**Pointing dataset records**
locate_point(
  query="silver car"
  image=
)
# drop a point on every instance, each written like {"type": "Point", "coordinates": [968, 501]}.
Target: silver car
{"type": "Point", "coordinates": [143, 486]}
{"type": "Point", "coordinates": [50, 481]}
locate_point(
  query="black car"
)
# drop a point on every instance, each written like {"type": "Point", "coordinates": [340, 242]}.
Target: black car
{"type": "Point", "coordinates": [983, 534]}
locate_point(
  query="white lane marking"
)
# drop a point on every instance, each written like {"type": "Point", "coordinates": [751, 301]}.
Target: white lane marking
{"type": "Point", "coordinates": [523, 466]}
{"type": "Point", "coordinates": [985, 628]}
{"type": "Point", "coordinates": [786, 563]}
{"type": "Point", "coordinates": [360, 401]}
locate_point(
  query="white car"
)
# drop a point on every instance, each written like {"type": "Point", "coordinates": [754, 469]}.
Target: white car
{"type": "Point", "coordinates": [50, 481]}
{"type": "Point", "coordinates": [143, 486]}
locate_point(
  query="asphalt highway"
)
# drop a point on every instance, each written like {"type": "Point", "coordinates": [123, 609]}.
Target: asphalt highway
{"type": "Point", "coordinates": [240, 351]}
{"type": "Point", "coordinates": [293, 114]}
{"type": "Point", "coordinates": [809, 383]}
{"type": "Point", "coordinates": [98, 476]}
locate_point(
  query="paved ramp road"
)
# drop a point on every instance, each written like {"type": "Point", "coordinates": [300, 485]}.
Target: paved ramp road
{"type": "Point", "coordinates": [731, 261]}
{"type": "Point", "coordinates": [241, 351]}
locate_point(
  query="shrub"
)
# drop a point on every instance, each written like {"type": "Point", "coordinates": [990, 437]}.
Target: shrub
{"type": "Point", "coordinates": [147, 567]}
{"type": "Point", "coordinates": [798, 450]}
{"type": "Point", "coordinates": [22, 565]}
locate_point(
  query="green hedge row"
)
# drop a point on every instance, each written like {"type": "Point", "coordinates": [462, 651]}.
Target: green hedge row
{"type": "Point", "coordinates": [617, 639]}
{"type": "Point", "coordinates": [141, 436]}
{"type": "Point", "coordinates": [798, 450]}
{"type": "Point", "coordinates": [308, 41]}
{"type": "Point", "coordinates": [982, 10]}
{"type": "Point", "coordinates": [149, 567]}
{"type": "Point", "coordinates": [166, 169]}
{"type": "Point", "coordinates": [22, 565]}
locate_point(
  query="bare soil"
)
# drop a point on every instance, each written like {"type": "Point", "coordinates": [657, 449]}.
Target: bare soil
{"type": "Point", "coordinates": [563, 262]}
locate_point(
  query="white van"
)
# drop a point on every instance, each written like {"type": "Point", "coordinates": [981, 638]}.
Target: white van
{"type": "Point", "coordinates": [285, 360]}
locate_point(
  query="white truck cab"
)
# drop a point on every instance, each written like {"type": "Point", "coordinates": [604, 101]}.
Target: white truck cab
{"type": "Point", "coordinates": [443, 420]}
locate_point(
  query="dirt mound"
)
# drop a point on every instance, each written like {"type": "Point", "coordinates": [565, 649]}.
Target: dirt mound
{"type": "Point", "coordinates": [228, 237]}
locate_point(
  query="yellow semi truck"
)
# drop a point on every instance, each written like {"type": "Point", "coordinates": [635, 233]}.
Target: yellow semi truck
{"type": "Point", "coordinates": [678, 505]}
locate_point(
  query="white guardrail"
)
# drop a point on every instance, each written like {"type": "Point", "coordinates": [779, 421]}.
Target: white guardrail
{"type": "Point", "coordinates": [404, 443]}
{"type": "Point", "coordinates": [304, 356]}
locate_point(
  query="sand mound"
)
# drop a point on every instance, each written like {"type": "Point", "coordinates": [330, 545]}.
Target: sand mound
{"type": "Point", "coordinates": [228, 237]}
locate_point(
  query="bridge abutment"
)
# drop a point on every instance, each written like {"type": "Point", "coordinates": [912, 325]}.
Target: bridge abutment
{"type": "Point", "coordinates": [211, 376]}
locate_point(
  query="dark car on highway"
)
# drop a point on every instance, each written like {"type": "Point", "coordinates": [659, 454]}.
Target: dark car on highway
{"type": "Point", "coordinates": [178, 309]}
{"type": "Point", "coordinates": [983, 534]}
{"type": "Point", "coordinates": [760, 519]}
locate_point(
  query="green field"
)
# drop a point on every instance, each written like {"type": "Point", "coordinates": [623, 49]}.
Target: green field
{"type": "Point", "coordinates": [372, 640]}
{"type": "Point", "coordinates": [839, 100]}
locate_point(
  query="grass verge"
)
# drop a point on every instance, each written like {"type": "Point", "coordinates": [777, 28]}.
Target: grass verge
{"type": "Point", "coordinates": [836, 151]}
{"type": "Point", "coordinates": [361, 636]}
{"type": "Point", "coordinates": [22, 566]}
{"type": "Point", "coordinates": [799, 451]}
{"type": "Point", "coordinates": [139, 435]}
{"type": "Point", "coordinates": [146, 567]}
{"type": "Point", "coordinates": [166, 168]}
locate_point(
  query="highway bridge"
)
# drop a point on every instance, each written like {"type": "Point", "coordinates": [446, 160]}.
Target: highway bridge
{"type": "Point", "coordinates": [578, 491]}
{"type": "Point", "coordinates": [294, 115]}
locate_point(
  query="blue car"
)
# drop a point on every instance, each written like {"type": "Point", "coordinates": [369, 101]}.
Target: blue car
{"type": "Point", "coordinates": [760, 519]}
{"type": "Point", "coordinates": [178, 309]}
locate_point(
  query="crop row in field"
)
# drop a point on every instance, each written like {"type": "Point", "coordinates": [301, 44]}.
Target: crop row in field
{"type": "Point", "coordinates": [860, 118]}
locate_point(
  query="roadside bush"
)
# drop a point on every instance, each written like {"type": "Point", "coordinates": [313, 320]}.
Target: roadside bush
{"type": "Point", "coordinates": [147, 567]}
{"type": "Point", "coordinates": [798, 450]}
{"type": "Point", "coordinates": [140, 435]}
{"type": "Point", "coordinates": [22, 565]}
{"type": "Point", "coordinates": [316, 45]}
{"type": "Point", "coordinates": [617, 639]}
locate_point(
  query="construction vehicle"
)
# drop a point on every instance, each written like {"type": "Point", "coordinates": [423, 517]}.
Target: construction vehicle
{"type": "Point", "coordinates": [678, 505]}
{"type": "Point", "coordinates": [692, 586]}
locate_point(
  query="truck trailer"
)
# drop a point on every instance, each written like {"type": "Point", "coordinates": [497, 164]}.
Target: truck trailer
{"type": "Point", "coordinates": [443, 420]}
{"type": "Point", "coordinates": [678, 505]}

**TASK BRIEF**
Recopy the entries above exactly, with every line included.

**COMPLETE OUTPUT**
locate_point(
  query="silver car"
  image=
)
# drop a point on every instance, each written like {"type": "Point", "coordinates": [968, 501]}.
Target: silver car
{"type": "Point", "coordinates": [143, 486]}
{"type": "Point", "coordinates": [50, 481]}
locate_point(
  query="black car"
)
# drop a point on every instance, each written like {"type": "Point", "coordinates": [340, 242]}.
Target: black car
{"type": "Point", "coordinates": [983, 534]}
locate_point(
  query="white lane marking"
)
# drop a point on every instance, each written like {"type": "Point", "coordinates": [751, 301]}.
Target: white lane marking
{"type": "Point", "coordinates": [523, 466]}
{"type": "Point", "coordinates": [985, 628]}
{"type": "Point", "coordinates": [786, 563]}
{"type": "Point", "coordinates": [360, 401]}
locate_point(
  query="white car"
)
# drop a point on every instance, each written like {"type": "Point", "coordinates": [754, 469]}.
Target: white car
{"type": "Point", "coordinates": [50, 481]}
{"type": "Point", "coordinates": [143, 486]}
locate_point(
  query="asphalt highway"
)
# drop a point on every instance, each written like {"type": "Point", "coordinates": [123, 609]}.
Target: asphalt highway
{"type": "Point", "coordinates": [240, 351]}
{"type": "Point", "coordinates": [293, 114]}
{"type": "Point", "coordinates": [809, 383]}
{"type": "Point", "coordinates": [98, 476]}
locate_point(
  query="paved ramp road"
)
# drop a point on every instance, each written like {"type": "Point", "coordinates": [300, 485]}.
Target: paved ramp road
{"type": "Point", "coordinates": [731, 261]}
{"type": "Point", "coordinates": [241, 351]}
locate_point(
  query="shrub"
)
# drop a point on every instance, each written like {"type": "Point", "coordinates": [990, 437]}.
Target: shrub
{"type": "Point", "coordinates": [147, 567]}
{"type": "Point", "coordinates": [798, 450]}
{"type": "Point", "coordinates": [22, 565]}
locate_point(
  query="green hedge row"
)
# drop a point on every instance, each written like {"type": "Point", "coordinates": [462, 651]}.
Target: green hedge row
{"type": "Point", "coordinates": [617, 639]}
{"type": "Point", "coordinates": [141, 436]}
{"type": "Point", "coordinates": [798, 450]}
{"type": "Point", "coordinates": [308, 41]}
{"type": "Point", "coordinates": [982, 10]}
{"type": "Point", "coordinates": [149, 567]}
{"type": "Point", "coordinates": [166, 169]}
{"type": "Point", "coordinates": [22, 565]}
locate_point(
  query="bare soil"
)
# drop a point on every instance, each written like {"type": "Point", "coordinates": [657, 449]}.
Target: bare soil
{"type": "Point", "coordinates": [563, 262]}
locate_point(
  query="white van"
)
# drop a point on every instance, each written like {"type": "Point", "coordinates": [981, 638]}.
Target: white van
{"type": "Point", "coordinates": [285, 360]}
locate_point(
  query="white truck cab"
)
# drop a point on every instance, each written like {"type": "Point", "coordinates": [604, 101]}.
Target: white truck cab
{"type": "Point", "coordinates": [443, 420]}
locate_point(
  query="dirt mound"
)
# drop a point on every instance, each written like {"type": "Point", "coordinates": [565, 649]}.
Target: dirt mound
{"type": "Point", "coordinates": [228, 237]}
locate_point(
  query="yellow semi truck"
)
# drop a point on every instance, each written like {"type": "Point", "coordinates": [635, 233]}.
Target: yellow semi truck
{"type": "Point", "coordinates": [678, 505]}
locate_point(
  query="white guardrail"
)
# drop a point on every instance, each written like {"type": "Point", "coordinates": [779, 421]}.
Target: white guardrail
{"type": "Point", "coordinates": [404, 443]}
{"type": "Point", "coordinates": [304, 356]}
locate_point(
  query="sand mound"
)
# drop a point on every instance, each written like {"type": "Point", "coordinates": [330, 545]}.
Target: sand mound
{"type": "Point", "coordinates": [228, 237]}
locate_point(
  query="bridge abutment"
)
# drop a point on every instance, each written like {"type": "Point", "coordinates": [912, 325]}.
Target: bridge abutment
{"type": "Point", "coordinates": [211, 376]}
locate_point(
  query="dark car on highway"
)
# drop a point on every instance, each written like {"type": "Point", "coordinates": [659, 454]}.
Target: dark car on highway
{"type": "Point", "coordinates": [178, 309]}
{"type": "Point", "coordinates": [983, 534]}
{"type": "Point", "coordinates": [760, 519]}
locate_point(
  query="green field"
)
# drop a point on every instance, each written like {"type": "Point", "coordinates": [623, 49]}.
Target: green field
{"type": "Point", "coordinates": [372, 640]}
{"type": "Point", "coordinates": [839, 100]}
locate_point(
  query="grass verge"
)
# drop a point on every instance, each written like {"type": "Point", "coordinates": [777, 28]}.
Target: grass verge
{"type": "Point", "coordinates": [836, 151]}
{"type": "Point", "coordinates": [361, 636]}
{"type": "Point", "coordinates": [22, 566]}
{"type": "Point", "coordinates": [799, 451]}
{"type": "Point", "coordinates": [139, 435]}
{"type": "Point", "coordinates": [146, 567]}
{"type": "Point", "coordinates": [166, 168]}
locate_point(
  query="highway bridge"
)
# drop a point on every instance, each written like {"type": "Point", "coordinates": [446, 160]}.
Target: highway bridge
{"type": "Point", "coordinates": [578, 491]}
{"type": "Point", "coordinates": [294, 115]}
locate_point(
  query="blue car"
)
# drop a point on every instance, each written like {"type": "Point", "coordinates": [369, 101]}.
Target: blue car
{"type": "Point", "coordinates": [760, 519]}
{"type": "Point", "coordinates": [178, 309]}
locate_point(
  query="crop row in field"
)
# drop a point on every instance, each written like {"type": "Point", "coordinates": [301, 44]}.
Target: crop row in field
{"type": "Point", "coordinates": [860, 118]}
locate_point(
  query="roadside bush"
)
# drop a point on every instance, each written like {"type": "Point", "coordinates": [313, 320]}.
Target: roadside bush
{"type": "Point", "coordinates": [147, 567]}
{"type": "Point", "coordinates": [798, 450]}
{"type": "Point", "coordinates": [140, 435]}
{"type": "Point", "coordinates": [22, 565]}
{"type": "Point", "coordinates": [316, 45]}
{"type": "Point", "coordinates": [617, 639]}
locate_point(
  query="construction vehicle"
)
# drop a point on every instance, each written like {"type": "Point", "coordinates": [423, 517]}.
Target: construction vehicle
{"type": "Point", "coordinates": [678, 505]}
{"type": "Point", "coordinates": [692, 586]}
locate_point(
  query="truck trailer"
)
# drop a point on every instance, each written like {"type": "Point", "coordinates": [497, 164]}.
Target: truck trailer
{"type": "Point", "coordinates": [443, 420]}
{"type": "Point", "coordinates": [678, 505]}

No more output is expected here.